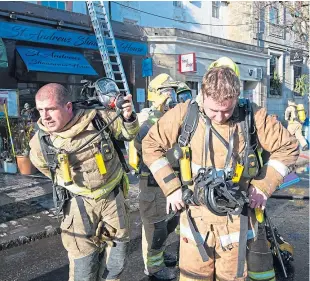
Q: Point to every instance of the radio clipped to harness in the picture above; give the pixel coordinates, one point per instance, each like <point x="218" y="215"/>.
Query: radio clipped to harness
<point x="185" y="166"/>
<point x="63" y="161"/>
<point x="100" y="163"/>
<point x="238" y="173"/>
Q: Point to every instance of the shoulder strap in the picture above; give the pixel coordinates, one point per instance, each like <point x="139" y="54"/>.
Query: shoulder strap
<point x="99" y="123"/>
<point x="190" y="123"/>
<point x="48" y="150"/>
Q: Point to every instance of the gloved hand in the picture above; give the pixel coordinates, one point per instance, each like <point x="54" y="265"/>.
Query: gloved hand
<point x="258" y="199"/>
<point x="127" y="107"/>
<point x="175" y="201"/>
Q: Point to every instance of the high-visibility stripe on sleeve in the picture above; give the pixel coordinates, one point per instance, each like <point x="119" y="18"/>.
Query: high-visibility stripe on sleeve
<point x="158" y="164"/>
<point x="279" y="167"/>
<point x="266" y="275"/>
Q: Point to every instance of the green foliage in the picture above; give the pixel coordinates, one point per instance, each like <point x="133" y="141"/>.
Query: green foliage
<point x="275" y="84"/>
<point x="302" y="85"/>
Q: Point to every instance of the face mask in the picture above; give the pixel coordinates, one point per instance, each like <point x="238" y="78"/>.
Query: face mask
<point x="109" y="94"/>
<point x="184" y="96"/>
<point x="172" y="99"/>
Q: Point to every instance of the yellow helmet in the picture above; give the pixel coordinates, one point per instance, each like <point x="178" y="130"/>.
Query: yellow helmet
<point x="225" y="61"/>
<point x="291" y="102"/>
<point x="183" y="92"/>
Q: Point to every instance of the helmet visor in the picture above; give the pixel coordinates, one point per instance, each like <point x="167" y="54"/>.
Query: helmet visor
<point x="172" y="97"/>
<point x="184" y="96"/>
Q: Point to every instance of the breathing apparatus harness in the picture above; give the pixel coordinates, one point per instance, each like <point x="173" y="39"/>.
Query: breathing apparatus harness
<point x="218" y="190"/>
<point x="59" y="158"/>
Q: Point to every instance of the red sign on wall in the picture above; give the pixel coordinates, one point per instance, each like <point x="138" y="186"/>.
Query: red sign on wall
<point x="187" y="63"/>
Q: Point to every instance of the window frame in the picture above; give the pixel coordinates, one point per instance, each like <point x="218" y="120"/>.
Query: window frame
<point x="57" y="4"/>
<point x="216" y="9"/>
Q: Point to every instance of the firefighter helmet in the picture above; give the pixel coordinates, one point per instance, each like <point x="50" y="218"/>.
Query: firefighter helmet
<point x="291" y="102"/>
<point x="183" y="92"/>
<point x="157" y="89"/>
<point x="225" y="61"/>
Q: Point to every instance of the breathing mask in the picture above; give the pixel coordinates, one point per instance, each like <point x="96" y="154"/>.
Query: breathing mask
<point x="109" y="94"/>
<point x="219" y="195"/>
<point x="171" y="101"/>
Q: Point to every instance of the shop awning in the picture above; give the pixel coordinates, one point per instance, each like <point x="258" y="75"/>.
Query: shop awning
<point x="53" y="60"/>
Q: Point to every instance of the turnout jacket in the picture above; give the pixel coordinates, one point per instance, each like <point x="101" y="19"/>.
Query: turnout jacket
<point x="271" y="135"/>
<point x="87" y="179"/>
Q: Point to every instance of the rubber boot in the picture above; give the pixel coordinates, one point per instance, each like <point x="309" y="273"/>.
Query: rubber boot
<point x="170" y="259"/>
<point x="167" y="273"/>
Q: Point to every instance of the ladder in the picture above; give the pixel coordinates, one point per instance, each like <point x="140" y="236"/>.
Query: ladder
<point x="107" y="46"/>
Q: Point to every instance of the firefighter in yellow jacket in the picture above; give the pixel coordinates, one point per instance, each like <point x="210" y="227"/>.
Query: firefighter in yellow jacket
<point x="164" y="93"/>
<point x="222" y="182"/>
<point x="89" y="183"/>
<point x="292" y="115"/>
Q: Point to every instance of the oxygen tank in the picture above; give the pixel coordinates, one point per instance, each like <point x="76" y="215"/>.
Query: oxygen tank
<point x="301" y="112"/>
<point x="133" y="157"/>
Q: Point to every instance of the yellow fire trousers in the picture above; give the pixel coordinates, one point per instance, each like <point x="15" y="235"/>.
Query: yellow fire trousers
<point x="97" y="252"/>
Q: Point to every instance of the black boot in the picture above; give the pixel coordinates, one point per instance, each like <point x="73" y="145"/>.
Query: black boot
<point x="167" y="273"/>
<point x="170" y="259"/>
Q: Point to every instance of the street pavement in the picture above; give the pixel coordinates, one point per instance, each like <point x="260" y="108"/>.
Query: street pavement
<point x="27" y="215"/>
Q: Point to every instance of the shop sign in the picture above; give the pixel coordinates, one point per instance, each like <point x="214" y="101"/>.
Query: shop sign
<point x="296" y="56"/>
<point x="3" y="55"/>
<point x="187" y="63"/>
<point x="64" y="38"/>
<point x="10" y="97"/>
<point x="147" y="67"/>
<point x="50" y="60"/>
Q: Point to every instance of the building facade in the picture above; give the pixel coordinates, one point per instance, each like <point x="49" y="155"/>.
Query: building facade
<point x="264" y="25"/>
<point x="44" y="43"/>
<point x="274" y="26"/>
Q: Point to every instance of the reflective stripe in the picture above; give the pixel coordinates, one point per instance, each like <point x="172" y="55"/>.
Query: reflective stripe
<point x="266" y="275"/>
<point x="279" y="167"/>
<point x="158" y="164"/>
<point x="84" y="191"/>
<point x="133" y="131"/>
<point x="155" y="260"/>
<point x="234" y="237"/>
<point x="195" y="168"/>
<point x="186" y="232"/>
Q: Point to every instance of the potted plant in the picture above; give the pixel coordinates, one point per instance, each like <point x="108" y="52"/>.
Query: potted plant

··········

DIRECTIVE:
Convert every line of the entries above into a numbered list, skipping blank lines and leaving out the pictures.

SOLUTION FOR THIS PROBLEM:
1. Q: Point to every instance of the radio clipped to harness in the picture above; give the pixel coordinates, one point per instance, each like <point x="218" y="215"/>.
2. Query: radio clipped to harness
3. <point x="185" y="166"/>
4. <point x="63" y="161"/>
5. <point x="100" y="163"/>
6. <point x="238" y="173"/>
7. Q: Point to every instance of the shoulder strap in the picture above; give the pixel coordinates, one point per instance, each like <point x="139" y="54"/>.
8. Query: shoulder strap
9. <point x="99" y="123"/>
10. <point x="190" y="123"/>
11. <point x="48" y="150"/>
12. Q: Point to every instance of the gloved hand in the picture above; give the pixel coordinates, one point per instance, each like <point x="54" y="265"/>.
13. Query: gloved hand
14. <point x="258" y="199"/>
15. <point x="127" y="107"/>
16. <point x="175" y="201"/>
17. Q: Point to every instance of the high-visibility stripe on sleeve in the picture above; give the pixel coordinates, one point per instance, each like <point x="119" y="18"/>.
18. Query: high-visibility stripe on sleeve
19. <point x="158" y="164"/>
20. <point x="279" y="167"/>
21. <point x="266" y="275"/>
22. Q: Point to every instance of the green foliage in the picture above; give the pixel coordinates, one point per instance, each like <point x="133" y="141"/>.
23. Query: green foliage
24. <point x="275" y="84"/>
25. <point x="302" y="85"/>
26. Q: Point to every instance of the face mask in the picture above; give the pixel coordinates, one point per instance, each like <point x="238" y="78"/>.
27. Query: face mask
28. <point x="109" y="94"/>
29. <point x="184" y="96"/>
30. <point x="172" y="99"/>
31. Q: Point to every instance of the yellow helmet in the picture above; give the pixel coordinates, one point per instance, each like <point x="178" y="130"/>.
32. Query: yellow helmet
33. <point x="225" y="61"/>
34. <point x="291" y="102"/>
35. <point x="183" y="92"/>
36. Q: Point to every instance of the helmet visor in the picture above; give the pixel coordinates, one point per instance, each like <point x="167" y="54"/>.
37. Query: helmet visor
38. <point x="172" y="97"/>
39. <point x="184" y="96"/>
40. Q: Point to every instance of the breathing apparatus harness in the picture above; give the pixel coordinates, one point per instance, each like <point x="173" y="39"/>.
41. Query: breathing apparatus harness
42. <point x="218" y="190"/>
43. <point x="59" y="158"/>
44. Q: Point to every instance of the red sign on wall in the picture above; give the pixel coordinates, one point per instance, each like <point x="138" y="186"/>.
45. Query: red sign on wall
46. <point x="187" y="63"/>
47. Q: Point to every instance of the window frame in the picture above; give the pixel coordinates, one point per instance, each like <point x="218" y="120"/>.
48. Query: window frame
49. <point x="57" y="4"/>
50. <point x="216" y="9"/>
51. Q: Point to every instance of the firefighter helmet in the picture above; give the pixel coordinates, one point per instance, each like <point x="50" y="218"/>.
52. Query: firefighter helmet
53. <point x="291" y="102"/>
54. <point x="183" y="92"/>
55. <point x="157" y="89"/>
56. <point x="225" y="61"/>
57. Q: Point to every instance of the breathing mask in the picture above; give the pixel coordinates, one point per instance, each like <point x="96" y="154"/>.
58. Query: breathing mask
59. <point x="109" y="94"/>
60. <point x="219" y="195"/>
61. <point x="171" y="101"/>
62. Q: Point to every instance of the shop awning in the picture above; give the pixel coordinates, one point per instance, each like <point x="258" y="75"/>.
63. Query: shop awning
64. <point x="53" y="60"/>
65. Q: Point to every instance of the turnout jacket in the picture above; give the pixel coordinates, one point per instance, each like <point x="101" y="19"/>.
66. Query: turnout jacket
67. <point x="271" y="135"/>
68. <point x="87" y="179"/>
69. Q: Point to every instance of the rubber boot in the picture above; give the pixel coordinates, one point per instance, each like <point x="309" y="273"/>.
70. Query: rubber boot
71. <point x="170" y="259"/>
72. <point x="167" y="273"/>
73. Q: Point to every instance of the ladder in the picture above; give the pixel coordinates, one point per instance, each like <point x="140" y="236"/>.
74. Query: ladder
75. <point x="107" y="46"/>
76. Q: Point to every instance of the firefighter in yellow jacket in the picture above; give the pixel coordinates, one point per instance, each like <point x="210" y="227"/>.
77. Query: firefighter in yellow jacket
78. <point x="164" y="93"/>
79. <point x="222" y="182"/>
80. <point x="89" y="183"/>
81. <point x="292" y="115"/>
82. Q: Point to every instance of the oxygen tank in the picture above; give the pixel coordinates, one point per instance, each like <point x="76" y="215"/>.
83. Query: oxygen tank
84. <point x="301" y="112"/>
85. <point x="133" y="157"/>
86. Q: Point to every instance of the yellow fire trousers in the picture above; give the pixel coordinates, one point per instance, each like <point x="15" y="235"/>.
87. Query: yellow fire trousers
88. <point x="97" y="252"/>
89. Q: Point to every instance of the black boot in the picture above; give the pixel coordinates, one point per instance, each like <point x="73" y="145"/>.
90. Query: black boot
91. <point x="167" y="273"/>
92. <point x="170" y="259"/>
93. Q: Point to every instance of the street pavement in the picture above; give the pixel coordinates, one point per instance, each like <point x="260" y="108"/>.
94. Query: street pavement
95. <point x="27" y="215"/>
96. Q: Point to every instance of the shop sign in the picture above; give the pixel coordinates, one point per instance, each like <point x="214" y="101"/>.
97. Query: shop sign
98. <point x="296" y="56"/>
99. <point x="3" y="55"/>
100. <point x="187" y="63"/>
101. <point x="64" y="38"/>
102. <point x="10" y="97"/>
103. <point x="147" y="67"/>
104. <point x="50" y="60"/>
105. Q: Point to every instance of the building facade in the picture above; give the pixel coordinates, one point per instance, each like <point x="49" y="155"/>.
106. Query: building facade
107. <point x="264" y="25"/>
108. <point x="44" y="43"/>
109. <point x="274" y="26"/>
110. Q: Point to every instance of the reflective stripe in the picture above; give the pixel coordinates, one point per instance, each like <point x="172" y="55"/>.
111. Query: reflective stripe
112. <point x="266" y="275"/>
113. <point x="279" y="167"/>
114. <point x="158" y="164"/>
115. <point x="84" y="191"/>
116. <point x="133" y="131"/>
117. <point x="155" y="260"/>
118. <point x="234" y="237"/>
119. <point x="195" y="168"/>
120. <point x="186" y="232"/>
121. Q: Point to every instance of the potted plant in the picture above; give the pixel coordinates, one point per instance, each like <point x="108" y="52"/>.
122. Query: potted plant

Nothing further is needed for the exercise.